Recast every line of the material below as a numbered list, omitting any blank lines.

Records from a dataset

# # #

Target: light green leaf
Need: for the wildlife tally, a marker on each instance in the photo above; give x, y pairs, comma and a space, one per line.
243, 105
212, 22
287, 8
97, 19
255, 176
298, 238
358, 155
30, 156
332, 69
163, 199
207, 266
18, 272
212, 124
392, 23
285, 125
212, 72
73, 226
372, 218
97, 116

# # #

- The solution -
1. Target: light green leaf
2. Need: for the wildlife tally, a marker on each instance in the photo above; give x, y pairs, comma and a space, one per line.
3. 243, 105
4. 212, 22
5. 287, 8
6. 97, 19
7. 255, 176
8. 298, 238
9. 358, 155
10. 30, 156
11. 332, 69
12. 163, 199
13. 207, 266
14. 18, 272
15. 212, 124
16. 392, 23
17. 285, 125
18. 212, 72
19. 73, 226
20. 372, 218
21. 97, 116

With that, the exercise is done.